Extrait à lire:
○ ○ ○
Olivier DelacrétazOn nous écrit
La Nation n° 1989 21 mars 2014

Notre article «T’es vaudois si…» nous a valu quelques réactions. M. Hubert Barde nous écrit:

Fidèle lecteur de La Nation, c’est non seulement en ma qualité de Genevois mais aussi en tant que Suisse que je me permets de vous écrire.

J’ai en effet été pour le moins surpris par les propos de première page de M. Olivier Delacrétaz parus dans le numéro de La Nation du 7 mars 2014, sous le titre «T’es vaudois si… Tu te reconnais plus d’affinités psychologiques et linguistiques avec un Aiglon ou un Yverdonnois qu’avec le Genevois d’à côté…».

Après notamment, en en forçant un peu le trait, les récents propos de M. Blocher sur les Suisses moins suisses que d’autres Suisses, ne conviendrait-il pas d’offrir un front uni face à ce qui pourrait devenir de l’incompréhension entre Confédérés? Cultiver des affinités entre cantons ne vaut-il pas mieux et plus qu’un certain cloisonnement identitaire? Les différences entre cantons, qu’elles soient culturelles, historiques, linguistiques, psychologiques ou autres ne sont-elles pas, au contraire et heureusement, facteurs d’enrichissement mutuel et non de rejet, ce pour le bien de la communauté des États et des citoyens de ce pays?

Hubert Barde

La lettre de M. Barde nous donne l’occasion de rappeler que l’affirmation de soi-même n’est pas vouée à se transformer en «cloisonnement identitaire». Elle ne débouche pas forcément sur le rejet de l’autre. Au contraire, les personnes les plus craintives à l’égard de l’étranger sont celles dont les racines communautaires sont les moins solides et les plus menacées. Les personnes sûres d’elles-mêmes sont plus facilement accueillantes.

Nous avons intentionnellement parlé uniquement d’«affinité psychologiques et linguistiques». Ces affinités marquent l’appartenance à la communauté cantonale indépendamment des relations personnelles bonnes ou mauvaises qu’on peut avoir avec tel ou tel représentant d’un autre canton.

Il ne peut d’ailleurs y avoir d’«enrichissement mutuel» qu’entre des communautés nettement différentes et qui le restent obstinément. On peut même dire que cet enrichissement sera d’autant plus important que chaque communauté approfondira et vivra davantage ses particularités.
○ ○ ○
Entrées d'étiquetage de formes
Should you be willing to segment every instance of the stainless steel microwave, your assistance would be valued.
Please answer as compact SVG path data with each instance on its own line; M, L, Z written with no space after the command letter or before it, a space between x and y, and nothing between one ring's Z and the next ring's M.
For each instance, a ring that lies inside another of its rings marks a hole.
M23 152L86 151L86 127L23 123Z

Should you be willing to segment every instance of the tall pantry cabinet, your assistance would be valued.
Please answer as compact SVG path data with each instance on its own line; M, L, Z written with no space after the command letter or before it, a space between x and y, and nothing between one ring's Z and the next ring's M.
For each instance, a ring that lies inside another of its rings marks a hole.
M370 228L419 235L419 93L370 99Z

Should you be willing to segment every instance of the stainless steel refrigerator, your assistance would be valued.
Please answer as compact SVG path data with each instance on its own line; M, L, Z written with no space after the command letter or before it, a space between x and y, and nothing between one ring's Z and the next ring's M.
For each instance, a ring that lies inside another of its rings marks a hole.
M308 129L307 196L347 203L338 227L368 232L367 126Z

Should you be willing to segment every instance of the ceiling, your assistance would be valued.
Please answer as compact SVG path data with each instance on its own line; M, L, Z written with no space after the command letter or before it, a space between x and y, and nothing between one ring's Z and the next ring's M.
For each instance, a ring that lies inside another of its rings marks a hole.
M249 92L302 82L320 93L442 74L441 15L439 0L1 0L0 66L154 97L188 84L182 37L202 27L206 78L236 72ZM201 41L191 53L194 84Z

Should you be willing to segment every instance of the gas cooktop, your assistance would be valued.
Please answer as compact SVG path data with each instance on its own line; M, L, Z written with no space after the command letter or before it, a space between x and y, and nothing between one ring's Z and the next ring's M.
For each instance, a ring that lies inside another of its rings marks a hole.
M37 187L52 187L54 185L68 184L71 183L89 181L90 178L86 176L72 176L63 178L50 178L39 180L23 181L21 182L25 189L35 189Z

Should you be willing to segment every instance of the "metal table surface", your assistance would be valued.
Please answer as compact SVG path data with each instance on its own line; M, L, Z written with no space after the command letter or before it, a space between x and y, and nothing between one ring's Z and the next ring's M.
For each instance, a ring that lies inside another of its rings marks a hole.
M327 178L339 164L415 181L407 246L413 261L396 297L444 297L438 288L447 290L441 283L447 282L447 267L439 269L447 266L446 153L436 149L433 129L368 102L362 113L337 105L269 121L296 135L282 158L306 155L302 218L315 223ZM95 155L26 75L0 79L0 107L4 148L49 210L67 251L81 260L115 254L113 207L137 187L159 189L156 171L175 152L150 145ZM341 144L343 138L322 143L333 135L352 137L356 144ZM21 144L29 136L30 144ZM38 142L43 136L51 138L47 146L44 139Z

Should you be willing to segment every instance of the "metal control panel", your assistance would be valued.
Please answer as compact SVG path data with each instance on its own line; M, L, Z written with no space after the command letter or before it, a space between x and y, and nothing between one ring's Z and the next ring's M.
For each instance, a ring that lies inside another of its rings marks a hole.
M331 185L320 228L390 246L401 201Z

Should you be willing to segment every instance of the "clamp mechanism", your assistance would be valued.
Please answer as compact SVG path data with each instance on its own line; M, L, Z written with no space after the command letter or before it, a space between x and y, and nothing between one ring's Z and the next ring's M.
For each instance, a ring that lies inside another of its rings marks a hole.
○ ○ ○
Tâches et exercices:
**A)** Que dit l'extrait sur l'identité cantonale sur les points suivants?
(i) De quelle date est le numéro de La Nation où ont paru les propos qui ont surpris M. Barde?
(ii) Outre sa qualité de Genevois, en tant que quoi M. Barde dit-il écrire?
(iii) Selon la réponse à sa lettre, quelles personnes sont les plus craintives à l'égard de l'étranger?
**B)** Ces affirmations concordent-elles avec l'extrait sur l'identité cantonale? Répondez par oui ou non et citez les mots décisifs.
(i) M. Barde se présente comme un lecteur occasionnel de La Nation.
(ii) La réponse soutient que les personnes sûres d'elles-mêmes accueillent plus facilement.
(iii) Selon la réponse, l'enrichissement mutuel peut naître entre des communautés qui tendent à se ressembler.
**C)** Pouvez-vous poursuivre l'extrait sur l'identité cantonale après sa dernière phrase?

Réponses par tâche:
**A)**
(i) Du 7 mars 2014.
(ii) En tant que Suisse.
(iii) Celles dont les racines communautaires sont les moins solides et les plus menacées.

**B)**
(i) Non: «Fidèle lecteur de La Nation».
(ii) Oui: «Les personnes sûres d’elles-mêmes sont plus facilement accueillantes.»
(iii) Non: «Il ne peut d’ailleurs y avoir d’«enrichissement mutuel» qu’entre des communautés nettement différentes et qui le restent obstinément.»

**C)**
* * *

Pour sa part, Mme Janine Membrez- Porchet, de Delémont, proteste de sa qualité de vaudoise exilée:

Mon nom de jeune fille est Janine Nelly Violette Porchet. Je suis originaire de Corcelles-le-Jorat et née à Lausanne en 1937. Avant d’être obligée de partir pour Bâle où ma mère avait déménagé, j’ai passé mon enfance à Bretigny-sur-Morens.

Je vous l’affirme, je suis vaudoise même si… vous avez omis mon cas. Je suis Vaudoise même si j’habite Delémont. Mon mari, qui n’est pas un rabotson, vous le dira lui-même et il en est fier pour moi. Je suis vaudoise, même si je risque de tomber en cambant un obstacle dans mon beau jardin, et si je compte ici dans le Jura beaucoup d’imperdables dans mes tiroirs à couture. Je suis Vaudoise, même si j’ai perdu un peu mon accent. Il faut être niobet pour ne pas me croire. Vous en êtes convaincu, je n’insiste pas. On peut être Vaudois même si… et même que… l’on aime le carnaval de Bâle.

Merci de m’avoir entendue.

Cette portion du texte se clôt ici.